TEXT SHOWN |

I was not the only person with this strategy, which led to pricing wars. In a similar way that airlines oversell airline tickets, anticipating some no-shows, some companies began overselling disk space and bandwidth on their server, in an attempt to get a profit edge.

What a typical advertisement would look like that I'd post on a forum

I fought this price war by always lowering my cheapest offer to be a few dollars less than my closest competitor. On days like Black Friday, year by year I’d start to offer bigger and bigger discounts so I could stay ahead of the other hosting companies. 
Over time, I started to burn out and feel drained of all my energy. I’d binge-eat everything in sight and neglect my business. I just couldn’t get myself to answer the phone or respond to new support inquiries. Partly this was simply from dealing with more and more customers. The types of customers I had unknowingly entered relationships with was also very draining.

A common example of an email I’d get from one of my support agents, referencing something a customer said, which often involved a bunch of curse words and “sue”

I did manage to grow my business, but at the expense of making a profit or focusing on quality. My perspective was that I needed to compete on price to get customers, even if I lost a little bit of money on the bottom end, it would be worth it in the end from referrals and reviews. Only, that’s not what happened:

A more common occurrence was phone calls from clients who wanted to cancel their service because their website went down (whether due to hardware failure or one of the websites on the server getting a DDOS attack). It really didn’t matter to my clients what caused their site to go down, they just wanted it back up.

In the hosting market, it’s really hard to be competitive, so I chose to compete by offering better prices than the other guy—after all, what could go wrong?

It started by offering 50% off deals on Black Friday, however, as the market became more competitive I started offering it more times throughout the year.

While I started to get more sales, I didn’t realize that my cheaper pricing was attracting the wrong type of customer. They wanted cheaper pricing and just expected everything to work, no matter what they expected me to host for them. One guy paid $120 for 3-years of hosting and expected me to store 500gb worth of videos, whereas another person who paid $70 for 2 years of hosting said his website was losing thousands of dollars every minute his website was down.

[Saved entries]
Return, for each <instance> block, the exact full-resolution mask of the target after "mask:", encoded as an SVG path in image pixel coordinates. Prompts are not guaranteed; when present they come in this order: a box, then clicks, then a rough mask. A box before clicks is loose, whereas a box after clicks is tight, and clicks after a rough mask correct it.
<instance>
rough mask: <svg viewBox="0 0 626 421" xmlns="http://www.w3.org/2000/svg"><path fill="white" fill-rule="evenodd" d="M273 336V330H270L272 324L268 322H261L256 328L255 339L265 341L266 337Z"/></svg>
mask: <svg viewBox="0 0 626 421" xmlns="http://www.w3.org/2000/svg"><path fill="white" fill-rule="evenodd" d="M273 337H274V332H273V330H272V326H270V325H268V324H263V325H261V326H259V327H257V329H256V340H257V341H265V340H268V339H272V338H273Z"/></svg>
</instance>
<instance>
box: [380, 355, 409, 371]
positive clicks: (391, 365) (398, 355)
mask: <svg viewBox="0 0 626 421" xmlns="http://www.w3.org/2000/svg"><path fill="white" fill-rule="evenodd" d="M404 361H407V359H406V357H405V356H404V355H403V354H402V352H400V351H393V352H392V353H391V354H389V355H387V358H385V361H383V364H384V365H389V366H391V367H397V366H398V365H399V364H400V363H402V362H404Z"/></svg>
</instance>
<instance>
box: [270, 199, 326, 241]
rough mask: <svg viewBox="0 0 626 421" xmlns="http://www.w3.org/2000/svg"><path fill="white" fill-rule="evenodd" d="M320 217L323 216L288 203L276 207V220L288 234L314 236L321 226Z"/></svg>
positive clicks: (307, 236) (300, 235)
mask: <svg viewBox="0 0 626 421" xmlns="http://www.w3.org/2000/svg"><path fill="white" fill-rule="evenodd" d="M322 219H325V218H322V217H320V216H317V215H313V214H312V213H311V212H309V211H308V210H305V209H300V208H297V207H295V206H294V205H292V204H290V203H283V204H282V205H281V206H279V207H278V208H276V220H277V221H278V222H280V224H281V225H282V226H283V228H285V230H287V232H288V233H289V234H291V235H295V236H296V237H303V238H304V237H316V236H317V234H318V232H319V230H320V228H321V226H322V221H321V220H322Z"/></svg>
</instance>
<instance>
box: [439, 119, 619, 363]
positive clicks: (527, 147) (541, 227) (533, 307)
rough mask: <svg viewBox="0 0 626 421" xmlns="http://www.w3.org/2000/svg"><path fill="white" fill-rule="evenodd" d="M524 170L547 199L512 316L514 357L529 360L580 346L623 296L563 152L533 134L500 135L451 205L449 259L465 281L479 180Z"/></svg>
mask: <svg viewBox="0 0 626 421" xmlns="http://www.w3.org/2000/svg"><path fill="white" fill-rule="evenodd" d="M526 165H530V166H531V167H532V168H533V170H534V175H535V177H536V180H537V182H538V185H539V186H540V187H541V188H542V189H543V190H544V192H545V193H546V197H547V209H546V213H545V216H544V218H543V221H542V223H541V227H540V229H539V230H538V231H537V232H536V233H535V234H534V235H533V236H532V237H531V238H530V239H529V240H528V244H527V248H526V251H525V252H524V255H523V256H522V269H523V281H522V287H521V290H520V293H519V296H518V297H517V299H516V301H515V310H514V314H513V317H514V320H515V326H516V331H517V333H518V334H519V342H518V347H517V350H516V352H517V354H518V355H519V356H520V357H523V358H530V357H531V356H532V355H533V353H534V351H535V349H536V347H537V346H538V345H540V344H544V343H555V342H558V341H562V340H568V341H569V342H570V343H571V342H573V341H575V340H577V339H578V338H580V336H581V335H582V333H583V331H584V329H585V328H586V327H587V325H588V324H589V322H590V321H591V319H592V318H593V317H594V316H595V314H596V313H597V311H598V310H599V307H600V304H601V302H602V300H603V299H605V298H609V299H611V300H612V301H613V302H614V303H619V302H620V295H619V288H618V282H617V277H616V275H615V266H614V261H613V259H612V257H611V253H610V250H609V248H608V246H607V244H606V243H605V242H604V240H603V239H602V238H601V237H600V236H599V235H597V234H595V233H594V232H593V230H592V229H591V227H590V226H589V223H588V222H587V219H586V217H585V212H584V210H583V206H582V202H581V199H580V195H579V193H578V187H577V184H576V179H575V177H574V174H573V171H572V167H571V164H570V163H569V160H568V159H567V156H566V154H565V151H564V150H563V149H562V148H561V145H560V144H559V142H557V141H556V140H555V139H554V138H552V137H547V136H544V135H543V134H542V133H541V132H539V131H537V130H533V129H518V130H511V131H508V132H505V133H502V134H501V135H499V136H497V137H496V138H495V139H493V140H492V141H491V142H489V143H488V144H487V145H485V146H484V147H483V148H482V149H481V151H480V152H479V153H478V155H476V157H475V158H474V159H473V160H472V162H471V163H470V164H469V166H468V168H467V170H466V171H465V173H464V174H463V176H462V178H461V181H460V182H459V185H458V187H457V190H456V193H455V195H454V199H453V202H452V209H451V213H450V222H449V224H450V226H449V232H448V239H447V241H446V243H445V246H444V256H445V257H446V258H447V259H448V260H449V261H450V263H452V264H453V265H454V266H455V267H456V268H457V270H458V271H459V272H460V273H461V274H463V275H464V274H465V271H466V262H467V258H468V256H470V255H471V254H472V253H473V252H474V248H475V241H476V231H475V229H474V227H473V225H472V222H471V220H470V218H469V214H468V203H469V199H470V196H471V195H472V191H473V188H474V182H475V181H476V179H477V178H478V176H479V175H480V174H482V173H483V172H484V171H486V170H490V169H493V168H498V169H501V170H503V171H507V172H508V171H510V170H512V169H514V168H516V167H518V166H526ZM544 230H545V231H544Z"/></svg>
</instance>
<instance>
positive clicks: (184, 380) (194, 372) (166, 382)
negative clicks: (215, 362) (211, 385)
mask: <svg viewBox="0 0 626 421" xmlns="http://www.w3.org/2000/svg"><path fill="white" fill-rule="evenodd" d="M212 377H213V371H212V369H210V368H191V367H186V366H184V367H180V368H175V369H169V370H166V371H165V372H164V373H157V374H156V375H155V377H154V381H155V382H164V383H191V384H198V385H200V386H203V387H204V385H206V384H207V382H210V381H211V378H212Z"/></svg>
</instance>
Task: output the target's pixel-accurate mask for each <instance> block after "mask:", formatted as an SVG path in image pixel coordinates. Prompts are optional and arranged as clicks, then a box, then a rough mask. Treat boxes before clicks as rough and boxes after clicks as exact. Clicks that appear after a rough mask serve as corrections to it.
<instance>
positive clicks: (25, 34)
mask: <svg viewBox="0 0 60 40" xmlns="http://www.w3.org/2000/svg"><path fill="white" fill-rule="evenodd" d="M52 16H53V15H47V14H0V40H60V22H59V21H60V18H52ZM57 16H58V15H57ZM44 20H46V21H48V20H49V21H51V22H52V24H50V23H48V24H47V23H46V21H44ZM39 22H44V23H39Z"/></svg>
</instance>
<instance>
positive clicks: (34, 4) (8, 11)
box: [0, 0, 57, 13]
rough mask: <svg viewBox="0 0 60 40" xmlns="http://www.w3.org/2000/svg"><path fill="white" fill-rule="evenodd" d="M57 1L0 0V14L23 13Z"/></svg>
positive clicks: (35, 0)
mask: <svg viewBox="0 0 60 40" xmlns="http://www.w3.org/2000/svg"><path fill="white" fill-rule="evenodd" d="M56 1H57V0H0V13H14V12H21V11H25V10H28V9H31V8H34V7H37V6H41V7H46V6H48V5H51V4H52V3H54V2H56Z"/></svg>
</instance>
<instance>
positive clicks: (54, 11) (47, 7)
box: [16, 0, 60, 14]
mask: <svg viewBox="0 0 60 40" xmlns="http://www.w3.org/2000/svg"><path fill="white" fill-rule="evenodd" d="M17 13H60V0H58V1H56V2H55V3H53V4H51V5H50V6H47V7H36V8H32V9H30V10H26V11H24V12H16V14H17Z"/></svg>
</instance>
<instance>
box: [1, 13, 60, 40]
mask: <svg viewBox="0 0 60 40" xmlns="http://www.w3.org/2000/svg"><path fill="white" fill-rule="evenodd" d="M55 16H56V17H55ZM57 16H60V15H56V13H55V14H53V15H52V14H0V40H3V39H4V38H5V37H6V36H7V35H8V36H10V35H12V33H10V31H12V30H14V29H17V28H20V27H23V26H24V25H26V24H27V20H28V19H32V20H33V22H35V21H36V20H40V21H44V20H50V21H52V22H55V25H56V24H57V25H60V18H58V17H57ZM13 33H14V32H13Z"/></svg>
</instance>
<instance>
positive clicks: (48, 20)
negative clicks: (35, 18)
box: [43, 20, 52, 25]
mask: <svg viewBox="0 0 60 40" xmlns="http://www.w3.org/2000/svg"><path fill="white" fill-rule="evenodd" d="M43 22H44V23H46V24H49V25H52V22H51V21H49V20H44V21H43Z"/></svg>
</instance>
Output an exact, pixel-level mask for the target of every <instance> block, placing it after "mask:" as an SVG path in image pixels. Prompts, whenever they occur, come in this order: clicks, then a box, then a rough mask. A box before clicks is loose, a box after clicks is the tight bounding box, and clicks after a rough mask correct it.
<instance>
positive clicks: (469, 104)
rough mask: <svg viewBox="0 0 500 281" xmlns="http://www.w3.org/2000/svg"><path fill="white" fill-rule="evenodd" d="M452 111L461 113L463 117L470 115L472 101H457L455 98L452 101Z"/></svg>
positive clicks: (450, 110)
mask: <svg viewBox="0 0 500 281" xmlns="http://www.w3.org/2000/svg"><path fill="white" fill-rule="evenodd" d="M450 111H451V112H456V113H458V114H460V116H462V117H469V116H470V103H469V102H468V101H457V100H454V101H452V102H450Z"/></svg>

REQUIRED ACTIONS |
[1] Copy the stretch of the web hosting text from "In the hosting" through "throughout the year.", switching "Black Friday" for "Cyber Monday" wherever it occurs.
[2] In how many lines of the entries does the string "negative" appear? Case counts. Give only the number.

TASK SOLUTIONS |
[1]
In the hosting market, it’s really hard to be competitive, so I chose to compete by offering better prices than the other guy—after all, what could go wrong?

It started by offering 50% off deals on Cyber Monday, however, as the market became more competitive I started offering it more times throughout the year.

[2] 2